Records from a data collection
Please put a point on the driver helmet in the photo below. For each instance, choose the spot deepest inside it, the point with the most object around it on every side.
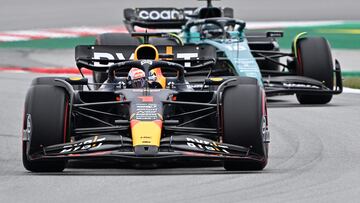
(156, 78)
(136, 78)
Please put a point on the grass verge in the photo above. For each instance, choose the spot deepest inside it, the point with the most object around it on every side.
(352, 82)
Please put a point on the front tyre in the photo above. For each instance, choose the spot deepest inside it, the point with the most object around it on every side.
(45, 121)
(245, 123)
(315, 61)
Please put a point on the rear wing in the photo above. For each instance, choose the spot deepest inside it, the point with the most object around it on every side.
(98, 57)
(162, 18)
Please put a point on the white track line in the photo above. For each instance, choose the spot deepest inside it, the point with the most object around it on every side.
(351, 91)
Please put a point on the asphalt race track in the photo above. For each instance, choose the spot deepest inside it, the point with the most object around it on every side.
(20, 14)
(314, 153)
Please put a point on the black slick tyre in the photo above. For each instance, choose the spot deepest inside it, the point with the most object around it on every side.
(315, 61)
(243, 123)
(45, 120)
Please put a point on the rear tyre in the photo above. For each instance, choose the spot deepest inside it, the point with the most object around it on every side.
(244, 123)
(46, 116)
(315, 61)
(112, 39)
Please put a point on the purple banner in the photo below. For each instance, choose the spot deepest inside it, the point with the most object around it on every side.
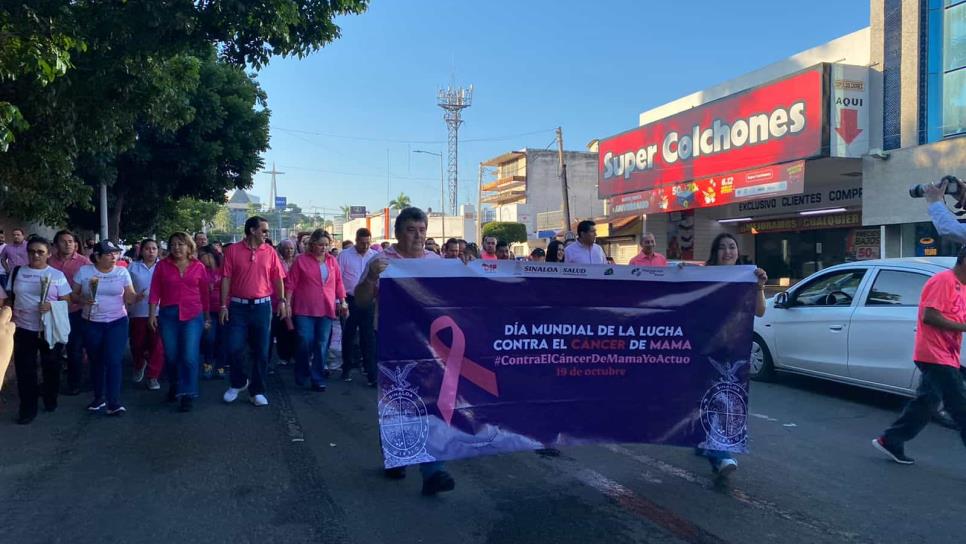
(507, 356)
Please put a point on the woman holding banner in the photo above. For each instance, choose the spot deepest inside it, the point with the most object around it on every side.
(724, 252)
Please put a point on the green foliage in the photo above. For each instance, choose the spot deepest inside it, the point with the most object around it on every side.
(506, 231)
(401, 202)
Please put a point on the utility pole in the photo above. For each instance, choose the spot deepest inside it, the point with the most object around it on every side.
(563, 182)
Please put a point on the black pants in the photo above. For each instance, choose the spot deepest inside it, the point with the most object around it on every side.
(75, 352)
(26, 345)
(360, 320)
(939, 383)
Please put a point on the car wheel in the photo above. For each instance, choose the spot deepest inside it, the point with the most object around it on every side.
(762, 368)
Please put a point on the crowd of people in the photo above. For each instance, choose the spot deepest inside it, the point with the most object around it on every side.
(192, 310)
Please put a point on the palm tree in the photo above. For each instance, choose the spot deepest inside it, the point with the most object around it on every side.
(400, 202)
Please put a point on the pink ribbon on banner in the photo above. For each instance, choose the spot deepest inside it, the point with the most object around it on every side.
(456, 365)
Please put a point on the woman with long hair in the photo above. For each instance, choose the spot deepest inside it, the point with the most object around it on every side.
(317, 298)
(34, 286)
(105, 289)
(214, 341)
(180, 289)
(555, 253)
(724, 252)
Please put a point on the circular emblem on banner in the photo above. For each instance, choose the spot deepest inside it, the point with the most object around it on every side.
(403, 423)
(724, 414)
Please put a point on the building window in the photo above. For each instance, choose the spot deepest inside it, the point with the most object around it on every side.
(946, 80)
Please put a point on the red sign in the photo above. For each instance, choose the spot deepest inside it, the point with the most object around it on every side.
(771, 124)
(780, 179)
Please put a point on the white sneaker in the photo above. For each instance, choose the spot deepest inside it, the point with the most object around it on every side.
(727, 466)
(232, 392)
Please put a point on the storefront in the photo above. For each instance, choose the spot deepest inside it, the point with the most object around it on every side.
(767, 165)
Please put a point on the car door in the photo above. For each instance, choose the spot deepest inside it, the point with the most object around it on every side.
(883, 329)
(811, 332)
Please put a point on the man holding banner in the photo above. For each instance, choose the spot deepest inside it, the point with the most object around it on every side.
(410, 231)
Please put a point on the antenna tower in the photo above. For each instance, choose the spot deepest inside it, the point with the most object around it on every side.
(453, 101)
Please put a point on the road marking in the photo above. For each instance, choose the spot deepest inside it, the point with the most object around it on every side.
(680, 527)
(738, 495)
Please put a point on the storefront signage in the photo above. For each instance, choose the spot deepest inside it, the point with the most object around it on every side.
(775, 123)
(830, 221)
(849, 111)
(839, 195)
(782, 179)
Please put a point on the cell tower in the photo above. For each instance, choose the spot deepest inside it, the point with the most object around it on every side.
(453, 101)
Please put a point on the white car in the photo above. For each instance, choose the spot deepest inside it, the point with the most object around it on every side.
(853, 323)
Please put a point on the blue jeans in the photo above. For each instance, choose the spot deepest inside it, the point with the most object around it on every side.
(182, 349)
(214, 343)
(251, 324)
(313, 342)
(105, 344)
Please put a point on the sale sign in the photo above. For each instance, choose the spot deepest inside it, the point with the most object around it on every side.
(771, 124)
(780, 179)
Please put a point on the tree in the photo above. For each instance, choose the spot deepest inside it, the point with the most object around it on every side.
(401, 202)
(133, 79)
(506, 231)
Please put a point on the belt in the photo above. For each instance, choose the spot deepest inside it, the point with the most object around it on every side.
(251, 300)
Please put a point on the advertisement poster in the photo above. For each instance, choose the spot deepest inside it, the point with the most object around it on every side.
(475, 360)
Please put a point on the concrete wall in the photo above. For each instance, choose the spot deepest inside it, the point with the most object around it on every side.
(849, 49)
(885, 183)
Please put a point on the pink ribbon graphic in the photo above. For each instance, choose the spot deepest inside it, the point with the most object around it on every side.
(456, 365)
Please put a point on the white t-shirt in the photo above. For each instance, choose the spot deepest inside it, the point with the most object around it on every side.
(578, 253)
(26, 313)
(109, 303)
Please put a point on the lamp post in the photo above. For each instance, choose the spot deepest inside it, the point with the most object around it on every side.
(442, 190)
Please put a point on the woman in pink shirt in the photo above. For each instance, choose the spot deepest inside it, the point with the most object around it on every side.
(180, 288)
(317, 297)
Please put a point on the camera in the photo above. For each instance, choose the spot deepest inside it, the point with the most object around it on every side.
(952, 187)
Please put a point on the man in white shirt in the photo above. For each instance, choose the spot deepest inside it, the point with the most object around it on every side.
(585, 251)
(352, 262)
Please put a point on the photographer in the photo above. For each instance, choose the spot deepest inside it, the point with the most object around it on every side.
(942, 218)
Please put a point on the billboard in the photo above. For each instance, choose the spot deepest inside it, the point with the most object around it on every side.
(757, 183)
(778, 122)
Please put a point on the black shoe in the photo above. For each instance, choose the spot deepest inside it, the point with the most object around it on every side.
(894, 451)
(397, 473)
(439, 482)
(26, 419)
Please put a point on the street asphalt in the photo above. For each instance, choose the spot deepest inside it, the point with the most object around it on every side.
(307, 469)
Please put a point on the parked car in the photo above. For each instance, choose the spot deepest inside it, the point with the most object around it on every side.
(853, 323)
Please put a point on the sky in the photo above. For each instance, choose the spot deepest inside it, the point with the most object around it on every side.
(346, 120)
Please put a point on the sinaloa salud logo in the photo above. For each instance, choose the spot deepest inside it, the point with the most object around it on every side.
(724, 410)
(403, 420)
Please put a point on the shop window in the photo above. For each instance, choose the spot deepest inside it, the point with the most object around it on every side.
(894, 288)
(946, 76)
(836, 289)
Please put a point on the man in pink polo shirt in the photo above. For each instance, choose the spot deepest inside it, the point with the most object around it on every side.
(410, 243)
(936, 353)
(647, 256)
(250, 272)
(68, 260)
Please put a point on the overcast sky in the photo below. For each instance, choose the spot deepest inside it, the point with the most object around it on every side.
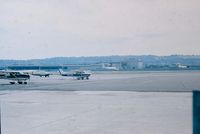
(48, 28)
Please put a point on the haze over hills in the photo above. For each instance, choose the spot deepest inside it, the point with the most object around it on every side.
(146, 59)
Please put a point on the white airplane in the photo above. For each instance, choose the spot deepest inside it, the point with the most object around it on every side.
(79, 75)
(112, 68)
(40, 73)
(14, 76)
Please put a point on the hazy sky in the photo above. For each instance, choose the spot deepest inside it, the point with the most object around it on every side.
(48, 28)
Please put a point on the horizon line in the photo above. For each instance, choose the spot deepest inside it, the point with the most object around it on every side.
(101, 56)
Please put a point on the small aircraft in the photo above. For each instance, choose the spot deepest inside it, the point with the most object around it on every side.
(40, 73)
(79, 75)
(14, 76)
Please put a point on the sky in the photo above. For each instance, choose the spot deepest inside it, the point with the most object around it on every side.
(32, 29)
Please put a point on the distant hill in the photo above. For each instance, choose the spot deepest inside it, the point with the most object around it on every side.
(146, 59)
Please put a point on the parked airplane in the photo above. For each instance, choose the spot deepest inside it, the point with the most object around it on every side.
(14, 76)
(109, 67)
(79, 75)
(40, 73)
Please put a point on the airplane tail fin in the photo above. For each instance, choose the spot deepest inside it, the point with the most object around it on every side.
(61, 71)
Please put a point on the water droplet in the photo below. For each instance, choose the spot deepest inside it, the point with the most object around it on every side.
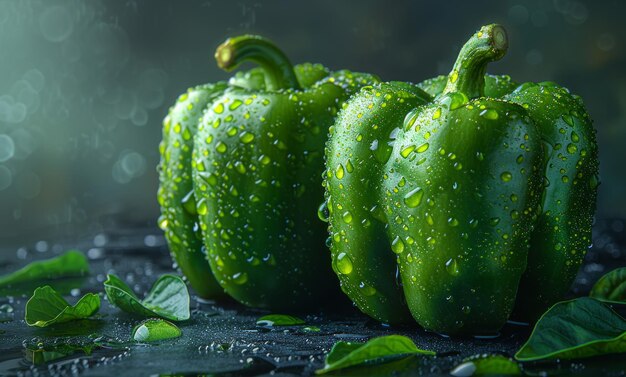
(568, 119)
(367, 290)
(203, 209)
(246, 137)
(414, 197)
(339, 171)
(263, 159)
(571, 148)
(437, 114)
(322, 212)
(240, 278)
(490, 114)
(453, 222)
(452, 267)
(410, 119)
(220, 147)
(344, 264)
(349, 167)
(454, 75)
(406, 151)
(397, 246)
(236, 103)
(423, 148)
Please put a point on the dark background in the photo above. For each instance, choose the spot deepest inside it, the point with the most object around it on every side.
(84, 84)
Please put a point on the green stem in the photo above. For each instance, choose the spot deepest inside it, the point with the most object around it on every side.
(279, 72)
(468, 75)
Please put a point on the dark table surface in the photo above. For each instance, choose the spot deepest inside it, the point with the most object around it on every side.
(222, 339)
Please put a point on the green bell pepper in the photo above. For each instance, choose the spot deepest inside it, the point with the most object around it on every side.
(443, 204)
(179, 219)
(255, 163)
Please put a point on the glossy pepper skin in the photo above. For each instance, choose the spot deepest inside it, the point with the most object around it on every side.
(179, 219)
(451, 201)
(562, 231)
(257, 165)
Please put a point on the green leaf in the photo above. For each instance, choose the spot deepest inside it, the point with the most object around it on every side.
(346, 354)
(611, 287)
(168, 298)
(489, 365)
(575, 329)
(47, 307)
(70, 264)
(279, 320)
(153, 330)
(44, 353)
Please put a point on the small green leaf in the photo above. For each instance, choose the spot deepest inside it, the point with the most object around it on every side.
(168, 298)
(345, 354)
(487, 365)
(611, 287)
(279, 320)
(575, 329)
(153, 330)
(70, 264)
(47, 307)
(42, 353)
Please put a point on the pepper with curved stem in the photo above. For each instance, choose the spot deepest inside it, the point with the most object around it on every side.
(439, 181)
(257, 163)
(279, 73)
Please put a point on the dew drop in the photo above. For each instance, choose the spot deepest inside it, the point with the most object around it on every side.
(246, 137)
(322, 212)
(452, 267)
(490, 114)
(339, 173)
(344, 264)
(397, 246)
(220, 147)
(240, 278)
(423, 148)
(414, 197)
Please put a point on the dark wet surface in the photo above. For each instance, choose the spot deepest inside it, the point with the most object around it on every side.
(222, 339)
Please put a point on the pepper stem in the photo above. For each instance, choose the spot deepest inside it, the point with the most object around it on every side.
(278, 69)
(489, 44)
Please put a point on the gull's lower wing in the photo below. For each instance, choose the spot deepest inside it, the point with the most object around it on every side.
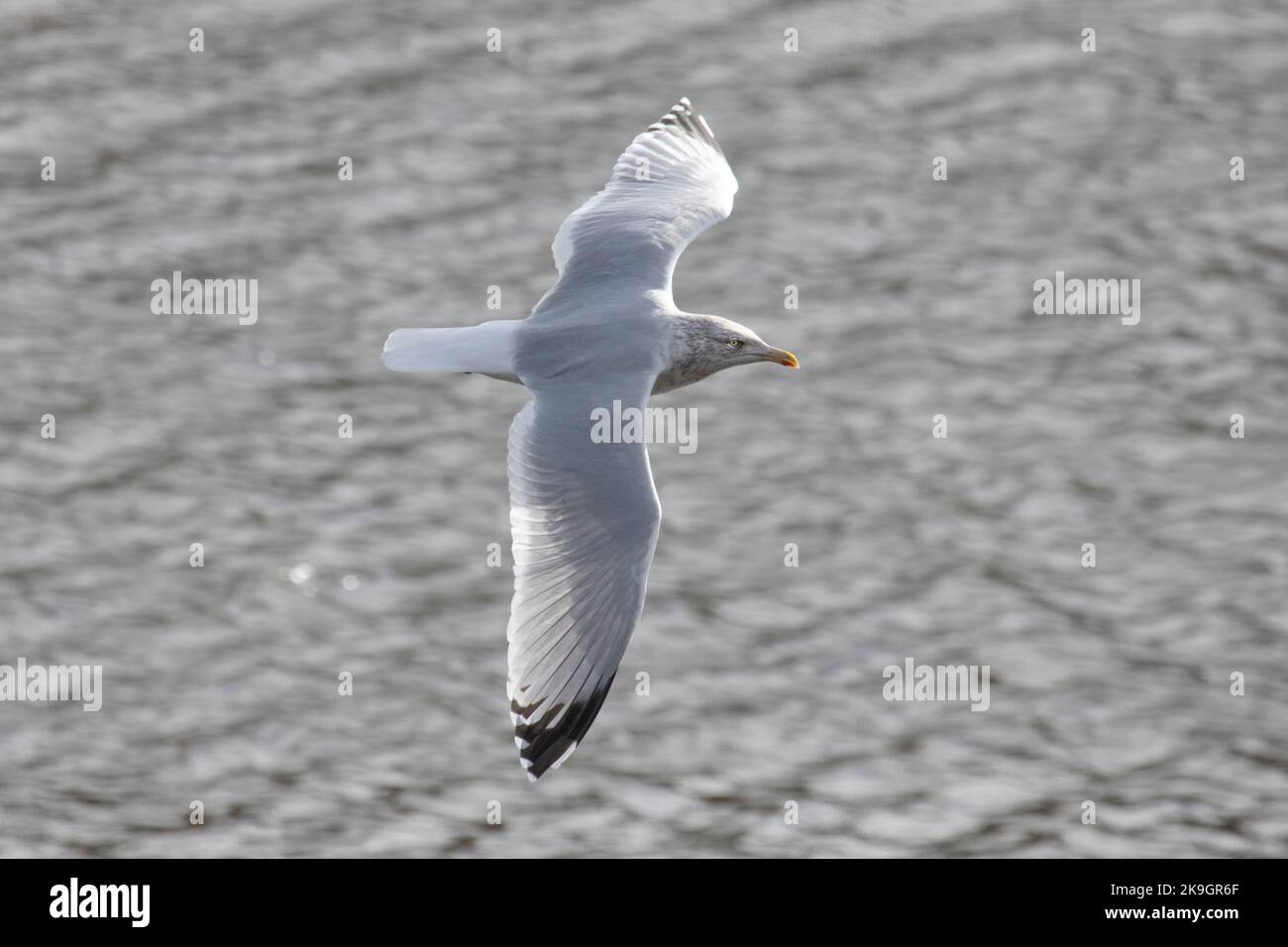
(669, 185)
(584, 518)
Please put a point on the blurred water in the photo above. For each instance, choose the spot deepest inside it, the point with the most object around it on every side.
(1109, 684)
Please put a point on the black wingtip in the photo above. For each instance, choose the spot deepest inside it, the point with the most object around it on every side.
(542, 746)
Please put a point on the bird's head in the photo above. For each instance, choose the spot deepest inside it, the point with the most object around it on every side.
(722, 343)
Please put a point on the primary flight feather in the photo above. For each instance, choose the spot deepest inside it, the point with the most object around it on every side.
(584, 514)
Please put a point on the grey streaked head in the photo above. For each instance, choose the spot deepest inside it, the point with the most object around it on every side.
(702, 346)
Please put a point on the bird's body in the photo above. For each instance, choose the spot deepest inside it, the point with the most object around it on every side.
(584, 514)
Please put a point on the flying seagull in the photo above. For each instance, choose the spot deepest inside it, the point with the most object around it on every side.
(585, 515)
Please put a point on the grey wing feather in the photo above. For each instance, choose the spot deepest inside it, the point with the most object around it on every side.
(585, 519)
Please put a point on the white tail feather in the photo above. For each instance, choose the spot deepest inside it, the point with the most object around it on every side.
(487, 350)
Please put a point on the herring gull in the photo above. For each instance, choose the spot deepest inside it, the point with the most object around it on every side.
(584, 514)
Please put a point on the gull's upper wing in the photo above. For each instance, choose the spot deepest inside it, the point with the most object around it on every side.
(669, 185)
(585, 519)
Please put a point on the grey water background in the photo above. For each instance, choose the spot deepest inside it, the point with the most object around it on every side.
(220, 684)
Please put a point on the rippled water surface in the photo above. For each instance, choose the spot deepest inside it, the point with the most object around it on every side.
(1108, 684)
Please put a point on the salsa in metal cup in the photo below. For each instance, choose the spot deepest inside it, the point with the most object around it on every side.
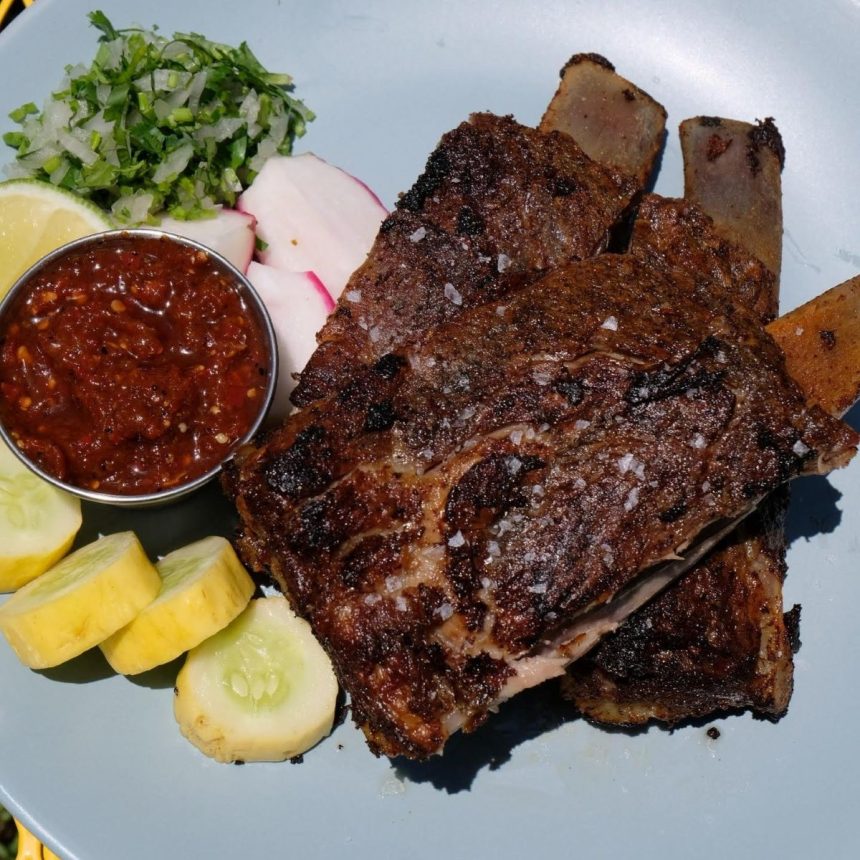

**Directive:** How many rows of the listing above contain the string "line"? Reply with the number only.

**Task answer:** 2